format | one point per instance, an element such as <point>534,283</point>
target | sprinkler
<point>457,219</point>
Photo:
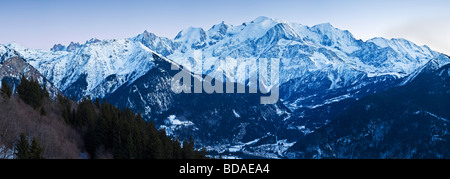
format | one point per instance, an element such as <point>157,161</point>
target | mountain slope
<point>208,118</point>
<point>409,121</point>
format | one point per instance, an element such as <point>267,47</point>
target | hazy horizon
<point>41,24</point>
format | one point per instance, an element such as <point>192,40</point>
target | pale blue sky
<point>39,24</point>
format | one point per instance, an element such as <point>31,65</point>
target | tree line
<point>110,132</point>
<point>107,131</point>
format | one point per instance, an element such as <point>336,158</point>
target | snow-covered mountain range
<point>322,71</point>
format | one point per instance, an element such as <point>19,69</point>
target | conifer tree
<point>35,150</point>
<point>22,147</point>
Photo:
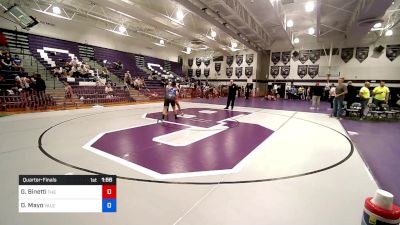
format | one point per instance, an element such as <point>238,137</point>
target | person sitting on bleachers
<point>109,90</point>
<point>58,71</point>
<point>6,62</point>
<point>74,62</point>
<point>17,64</point>
<point>75,71</point>
<point>3,85</point>
<point>84,71</point>
<point>40,85</point>
<point>118,65</point>
<point>270,96</point>
<point>127,79</point>
<point>105,73</point>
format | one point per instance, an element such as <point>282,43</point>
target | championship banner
<point>229,60</point>
<point>238,72</point>
<point>286,57</point>
<point>274,71</point>
<point>347,54</point>
<point>217,67</point>
<point>304,56</point>
<point>239,60</point>
<point>249,59</point>
<point>313,70</point>
<point>206,62</point>
<point>275,57</point>
<point>302,71</point>
<point>207,72</point>
<point>362,53</point>
<point>198,72</point>
<point>229,71</point>
<point>248,71</point>
<point>285,70</point>
<point>315,55</point>
<point>392,51</point>
<point>198,62</point>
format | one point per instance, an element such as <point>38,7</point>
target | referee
<point>232,88</point>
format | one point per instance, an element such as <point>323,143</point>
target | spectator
<point>3,83</point>
<point>68,94</point>
<point>341,91</point>
<point>316,93</point>
<point>57,72</point>
<point>109,90</point>
<point>247,91</point>
<point>6,62</point>
<point>74,62</point>
<point>293,92</point>
<point>40,85</point>
<point>118,65</point>
<point>351,94</point>
<point>127,79</point>
<point>332,94</point>
<point>301,92</point>
<point>17,64</point>
<point>381,95</point>
<point>364,98</point>
<point>105,73</point>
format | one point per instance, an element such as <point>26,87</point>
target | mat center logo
<point>201,142</point>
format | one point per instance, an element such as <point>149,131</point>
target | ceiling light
<point>179,15</point>
<point>389,33</point>
<point>121,29</point>
<point>377,25</point>
<point>289,23</point>
<point>234,44</point>
<point>56,10</point>
<point>309,7</point>
<point>188,50</point>
<point>213,34</point>
<point>311,30</point>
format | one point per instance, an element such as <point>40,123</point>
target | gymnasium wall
<point>80,30</point>
<point>373,68</point>
<point>220,77</point>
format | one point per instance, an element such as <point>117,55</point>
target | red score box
<point>109,191</point>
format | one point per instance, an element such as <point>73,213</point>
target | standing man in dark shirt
<point>316,93</point>
<point>40,85</point>
<point>351,94</point>
<point>341,91</point>
<point>247,91</point>
<point>231,94</point>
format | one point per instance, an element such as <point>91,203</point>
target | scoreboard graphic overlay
<point>67,193</point>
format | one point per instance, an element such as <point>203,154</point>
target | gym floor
<point>251,165</point>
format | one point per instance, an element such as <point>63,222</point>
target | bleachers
<point>55,52</point>
<point>47,45</point>
<point>96,94</point>
<point>26,101</point>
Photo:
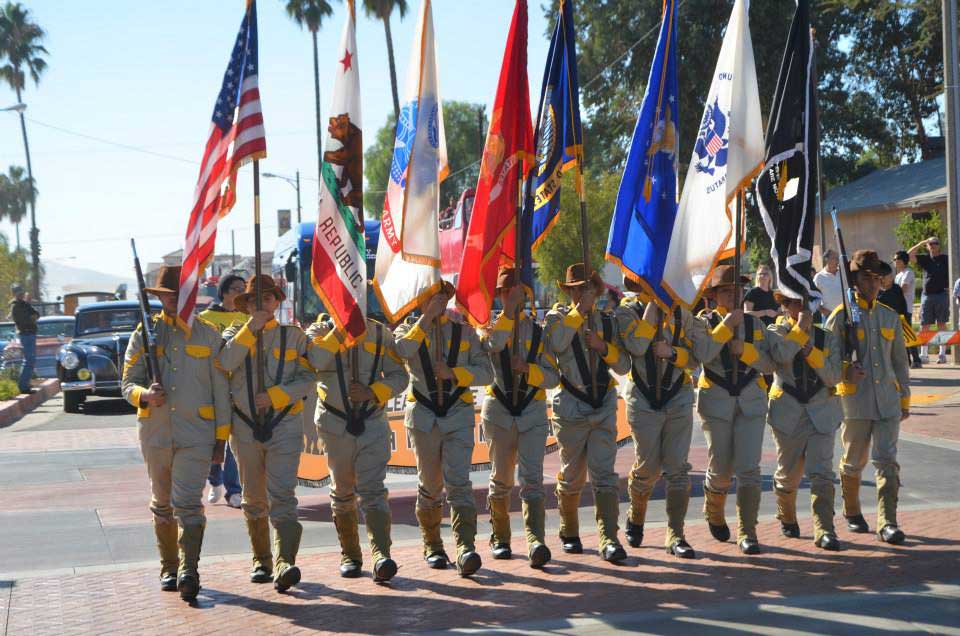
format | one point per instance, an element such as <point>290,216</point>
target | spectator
<point>221,316</point>
<point>907,281</point>
<point>934,300</point>
<point>830,284</point>
<point>759,301</point>
<point>25,317</point>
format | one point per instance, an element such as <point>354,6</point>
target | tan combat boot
<point>351,556</point>
<point>500,526</point>
<point>378,533</point>
<point>748,509</point>
<point>568,506</point>
<point>607,506</point>
<point>188,579</point>
<point>534,522</point>
<point>286,545</point>
<point>259,532</point>
<point>166,532</point>
<point>463,520</point>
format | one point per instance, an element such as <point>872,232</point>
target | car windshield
<point>104,320</point>
<point>54,328</point>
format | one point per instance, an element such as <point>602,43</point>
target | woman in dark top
<point>759,301</point>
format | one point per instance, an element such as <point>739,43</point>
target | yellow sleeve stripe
<point>278,397</point>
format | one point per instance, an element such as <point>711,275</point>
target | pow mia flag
<point>787,187</point>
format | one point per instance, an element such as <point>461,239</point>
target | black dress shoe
<point>502,551</point>
<point>189,586</point>
<point>384,570</point>
<point>790,530</point>
<point>828,542</point>
<point>539,555</point>
<point>438,560</point>
<point>287,579</point>
<point>856,523</point>
<point>168,582</point>
<point>634,534</point>
<point>891,534</point>
<point>613,553</point>
<point>469,563</point>
<point>261,574</point>
<point>351,569</point>
<point>680,548</point>
<point>720,533</point>
<point>749,546</point>
<point>571,545</point>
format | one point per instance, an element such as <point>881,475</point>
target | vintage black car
<point>92,362</point>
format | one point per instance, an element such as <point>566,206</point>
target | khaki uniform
<point>585,422</point>
<point>872,408</point>
<point>177,439</point>
<point>357,450</point>
<point>803,414</point>
<point>515,426</point>
<point>268,456</point>
<point>441,422</point>
<point>661,431</point>
<point>733,419</point>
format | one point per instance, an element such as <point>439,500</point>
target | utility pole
<point>952,106</point>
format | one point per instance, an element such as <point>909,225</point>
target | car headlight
<point>70,360</point>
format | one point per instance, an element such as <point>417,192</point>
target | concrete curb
<point>13,410</point>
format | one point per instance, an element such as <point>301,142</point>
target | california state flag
<point>408,254</point>
<point>339,271</point>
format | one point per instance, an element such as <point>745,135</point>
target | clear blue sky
<point>146,74</point>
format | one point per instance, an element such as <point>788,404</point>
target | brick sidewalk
<point>420,599</point>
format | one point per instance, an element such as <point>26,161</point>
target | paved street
<point>78,553</point>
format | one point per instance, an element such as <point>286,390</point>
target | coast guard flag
<point>408,252</point>
<point>647,201</point>
<point>338,268</point>
<point>787,187</point>
<point>559,135</point>
<point>727,154</point>
<point>507,156</point>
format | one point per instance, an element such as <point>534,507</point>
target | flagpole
<point>258,287</point>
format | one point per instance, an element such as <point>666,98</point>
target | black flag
<point>787,187</point>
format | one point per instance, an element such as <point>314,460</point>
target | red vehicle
<point>453,232</point>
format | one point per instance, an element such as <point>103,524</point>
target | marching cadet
<point>183,421</point>
<point>585,410</point>
<point>732,403</point>
<point>804,414</point>
<point>268,438</point>
<point>875,395</point>
<point>355,384</point>
<point>661,425</point>
<point>444,359</point>
<point>514,417</point>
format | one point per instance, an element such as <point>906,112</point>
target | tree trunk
<point>393,68</point>
<point>316,97</point>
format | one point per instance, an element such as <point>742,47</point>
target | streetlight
<point>34,232</point>
<point>293,182</point>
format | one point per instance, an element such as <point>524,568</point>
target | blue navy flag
<point>558,135</point>
<point>647,201</point>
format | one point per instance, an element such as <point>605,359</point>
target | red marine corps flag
<point>236,137</point>
<point>507,156</point>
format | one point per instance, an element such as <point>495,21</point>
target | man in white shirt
<point>829,283</point>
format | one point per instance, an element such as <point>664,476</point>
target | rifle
<point>149,337</point>
<point>851,310</point>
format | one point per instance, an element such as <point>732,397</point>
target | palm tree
<point>22,53</point>
<point>310,13</point>
<point>381,10</point>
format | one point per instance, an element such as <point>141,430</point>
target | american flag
<point>236,137</point>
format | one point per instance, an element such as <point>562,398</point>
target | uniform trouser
<point>856,435</point>
<point>661,440</point>
<point>807,450</point>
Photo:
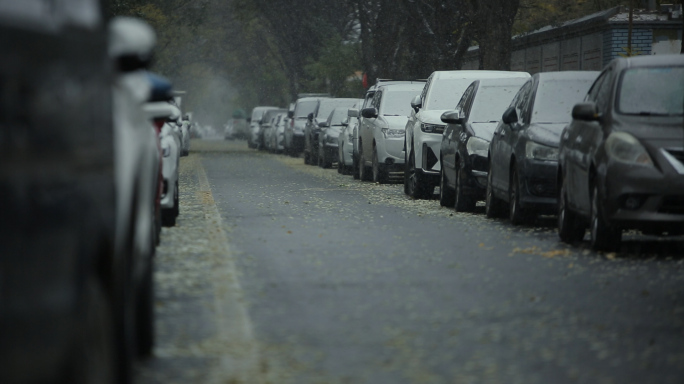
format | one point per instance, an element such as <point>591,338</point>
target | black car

**Given instruction:** Format all of the material above as a JSON list of strings, one string per line, with blank lines omitted and the pictures left out.

**Output below:**
[
  "format | one point per instance, an element such as <point>534,283</point>",
  "target | sprinkler",
  "<point>457,219</point>",
  "Photo:",
  "format | one point per instance, an element such as <point>157,161</point>",
  "target | mountain slope",
  "<point>208,118</point>",
  "<point>409,121</point>",
  "format | one point per instance, an element such as <point>267,47</point>",
  "target | hazy horizon",
  "<point>41,24</point>",
  "format | one point per instance, an element such as <point>192,40</point>",
  "target | pale blue sky",
  "<point>39,24</point>",
  "format | one point per instance, an element such as <point>31,65</point>",
  "target | tree line",
  "<point>110,132</point>",
  "<point>107,131</point>",
  "format | one point per instance, an element such as <point>336,158</point>",
  "target | snow-covered mountain range",
  "<point>322,71</point>",
  "format | one point per instance, an element such as <point>19,69</point>",
  "target | conifer tree",
  "<point>35,150</point>",
  "<point>22,147</point>",
  "Photo:",
  "format | one point per instance, an element such as <point>238,137</point>",
  "target | person sitting on bleachers",
  "<point>109,90</point>",
  "<point>58,71</point>",
  "<point>6,62</point>",
  "<point>74,62</point>",
  "<point>17,64</point>",
  "<point>75,71</point>",
  "<point>3,85</point>",
  "<point>84,71</point>",
  "<point>40,85</point>",
  "<point>118,65</point>",
  "<point>270,96</point>",
  "<point>127,79</point>",
  "<point>105,73</point>",
  "format | one point per instance, an element such as <point>282,43</point>",
  "target | championship banner",
  "<point>229,60</point>",
  "<point>238,72</point>",
  "<point>286,57</point>",
  "<point>274,71</point>",
  "<point>347,54</point>",
  "<point>217,67</point>",
  "<point>304,56</point>",
  "<point>239,60</point>",
  "<point>249,59</point>",
  "<point>313,70</point>",
  "<point>206,62</point>",
  "<point>275,57</point>",
  "<point>302,71</point>",
  "<point>207,72</point>",
  "<point>362,53</point>",
  "<point>198,72</point>",
  "<point>229,71</point>",
  "<point>248,71</point>",
  "<point>285,70</point>",
  "<point>315,55</point>",
  "<point>392,51</point>",
  "<point>198,62</point>",
  "format | one point per instance, an element such as <point>38,7</point>",
  "target | referee",
  "<point>232,88</point>",
  "format | one point per instance, an element such as <point>323,143</point>",
  "target | spectator",
  "<point>3,83</point>",
  "<point>68,94</point>",
  "<point>341,91</point>",
  "<point>316,93</point>",
  "<point>57,72</point>",
  "<point>109,90</point>",
  "<point>247,91</point>",
  "<point>6,62</point>",
  "<point>74,62</point>",
  "<point>293,92</point>",
  "<point>40,85</point>",
  "<point>118,65</point>",
  "<point>351,94</point>",
  "<point>127,79</point>",
  "<point>332,94</point>",
  "<point>301,92</point>",
  "<point>17,64</point>",
  "<point>381,95</point>",
  "<point>364,98</point>",
  "<point>105,73</point>",
  "format | one point per instance, an element such as <point>26,87</point>",
  "target | mat center logo",
  "<point>201,142</point>",
  "format | one point per instance, an element such as <point>149,131</point>",
  "target | ceiling light",
  "<point>179,15</point>",
  "<point>389,33</point>",
  "<point>121,29</point>",
  "<point>377,25</point>",
  "<point>289,23</point>",
  "<point>234,44</point>",
  "<point>56,10</point>",
  "<point>309,7</point>",
  "<point>188,50</point>",
  "<point>213,34</point>",
  "<point>311,30</point>",
  "format | one point per instance, an element such as <point>40,123</point>",
  "target | gymnasium wall",
  "<point>80,30</point>",
  "<point>373,68</point>",
  "<point>220,77</point>",
  "format | one point per instance, an element such as <point>117,55</point>",
  "target | red score box",
  "<point>109,191</point>",
  "format | one point per instance, an element such as <point>73,213</point>",
  "target | standing man in dark shirt",
  "<point>316,93</point>",
  "<point>40,85</point>",
  "<point>351,94</point>",
  "<point>341,91</point>",
  "<point>247,91</point>",
  "<point>231,94</point>",
  "format | one point per instance, an element such as <point>91,203</point>",
  "target | scoreboard graphic overlay",
  "<point>67,193</point>",
  "format | one point per instance, an element such as <point>203,154</point>",
  "target | gym floor",
  "<point>251,165</point>",
  "format | one point per instance, an element such as <point>63,222</point>",
  "target | bleachers",
  "<point>55,52</point>",
  "<point>47,45</point>",
  "<point>96,94</point>",
  "<point>26,101</point>",
  "Photo:",
  "format | one point per instance, an element such as <point>290,216</point>",
  "target | spectator",
  "<point>221,316</point>",
  "<point>907,281</point>",
  "<point>934,300</point>",
  "<point>830,284</point>",
  "<point>759,301</point>",
  "<point>25,317</point>",
  "format | one point per instance, an element such as <point>354,6</point>",
  "target | tan combat boot",
  "<point>351,556</point>",
  "<point>500,526</point>",
  "<point>378,533</point>",
  "<point>748,509</point>",
  "<point>568,506</point>",
  "<point>607,506</point>",
  "<point>188,579</point>",
  "<point>534,522</point>",
  "<point>286,545</point>",
  "<point>259,532</point>",
  "<point>166,532</point>",
  "<point>463,520</point>",
  "format | one point per instance, an element such as <point>872,232</point>",
  "target | car windshield",
  "<point>104,320</point>",
  "<point>54,328</point>",
  "format | one point per instance, an element such as <point>602,43</point>",
  "target | woman in dark top",
  "<point>759,301</point>",
  "format | one point per instance, an element such as <point>739,43</point>",
  "target | yellow sleeve stripe",
  "<point>278,397</point>",
  "format | one point per instance, an element such as <point>711,275</point>",
  "target | pow mia flag",
  "<point>787,187</point>",
  "format | one point per instance, an element such as <point>461,239</point>",
  "target | black dress shoe",
  "<point>502,551</point>",
  "<point>189,586</point>",
  "<point>384,570</point>",
  "<point>790,530</point>",
  "<point>828,542</point>",
  "<point>539,555</point>",
  "<point>438,560</point>",
  "<point>287,579</point>",
  "<point>856,523</point>",
  "<point>168,582</point>",
  "<point>634,534</point>",
  "<point>891,534</point>",
  "<point>613,553</point>",
  "<point>469,563</point>",
  "<point>261,574</point>",
  "<point>351,569</point>",
  "<point>680,548</point>",
  "<point>720,533</point>",
  "<point>749,546</point>",
  "<point>571,545</point>",
  "format | one point per instance, an element such as <point>881,475</point>",
  "target | vintage black car",
  "<point>92,362</point>",
  "format | one point per instance, an element such as <point>566,206</point>",
  "target | khaki uniform",
  "<point>585,422</point>",
  "<point>872,408</point>",
  "<point>177,439</point>",
  "<point>357,450</point>",
  "<point>803,414</point>",
  "<point>515,426</point>",
  "<point>268,456</point>",
  "<point>441,422</point>",
  "<point>661,431</point>",
  "<point>733,419</point>",
  "format | one point per instance, an element such as <point>439,500</point>",
  "target | utility pole",
  "<point>952,106</point>",
  "format | one point per instance, an element such as <point>909,225</point>",
  "target | car headlight",
  "<point>70,360</point>",
  "format | one point per instance, an element such as <point>417,192</point>",
  "target | concrete curb",
  "<point>13,410</point>",
  "format | one point per instance, an element such as <point>301,142</point>",
  "target | california state flag",
  "<point>408,254</point>",
  "<point>339,271</point>",
  "format | one point per instance, an element such as <point>745,135</point>",
  "target | clear blue sky",
  "<point>146,74</point>",
  "format | one point per instance, an element such as <point>788,404</point>",
  "target | brick sidewalk",
  "<point>420,599</point>",
  "format | one point per instance, an element such as <point>26,161</point>",
  "target | paved street",
  "<point>78,553</point>",
  "format | one point per instance, an element such as <point>286,390</point>",
  "target | coast guard flag",
  "<point>408,252</point>",
  "<point>647,201</point>",
  "<point>338,268</point>",
  "<point>787,187</point>",
  "<point>559,135</point>",
  "<point>727,154</point>",
  "<point>507,156</point>",
  "format | one point per instance, an element such as <point>534,507</point>",
  "target | flagpole",
  "<point>258,287</point>",
  "format | one point per instance, an element such as <point>666,98</point>",
  "target | black flag",
  "<point>787,187</point>",
  "format | one point per instance, an element such as <point>314,460</point>",
  "target | red vehicle",
  "<point>453,232</point>",
  "format | one point per instance, an element such as <point>103,524</point>",
  "target | marching cadet",
  "<point>183,421</point>",
  "<point>585,410</point>",
  "<point>732,403</point>",
  "<point>804,414</point>",
  "<point>268,438</point>",
  "<point>875,395</point>",
  "<point>355,384</point>",
  "<point>661,425</point>",
  "<point>444,359</point>",
  "<point>514,417</point>",
  "format | one point per instance, an element such as <point>906,112</point>",
  "target | tree trunk",
  "<point>393,68</point>",
  "<point>316,97</point>",
  "format | one point per instance, an element such as <point>742,47</point>",
  "target | streetlight",
  "<point>34,232</point>",
  "<point>293,182</point>",
  "format | one point per instance, an element such as <point>524,568</point>",
  "target | blue navy flag",
  "<point>558,135</point>",
  "<point>647,201</point>",
  "format | one point per instance, an element such as <point>605,359</point>",
  "target | red marine corps flag",
  "<point>236,137</point>",
  "<point>507,156</point>",
  "format | one point per instance, an element such as <point>495,21</point>",
  "target | man in white shirt",
  "<point>829,283</point>",
  "format | one point per instance, an element such as <point>664,476</point>",
  "target | rifle",
  "<point>149,337</point>",
  "<point>851,310</point>",
  "format | one point per instance, an element such as <point>732,397</point>",
  "target | palm tree",
  "<point>22,53</point>",
  "<point>310,13</point>",
  "<point>381,10</point>",
  "format | one point per instance, an element such as <point>141,430</point>",
  "target | american flag",
  "<point>236,137</point>",
  "format | one point per instance, an element such as <point>562,398</point>",
  "target | uniform trouser",
  "<point>856,435</point>",
  "<point>661,440</point>",
  "<point>807,450</point>",
  "Photo:",
  "format | one point per instance, an element such as <point>591,338</point>",
  "target | black car"
]